Top of Available data
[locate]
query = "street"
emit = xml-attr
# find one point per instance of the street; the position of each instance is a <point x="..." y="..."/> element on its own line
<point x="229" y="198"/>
Bottom of Available data
## Problem details
Every single line in the records above must be written out exactly.

## Exercise result
[locate]
query = "street"
emit = xml-attr
# find one point per instance of the street; the position of each instance is a <point x="..." y="..."/> element on its own line
<point x="229" y="198"/>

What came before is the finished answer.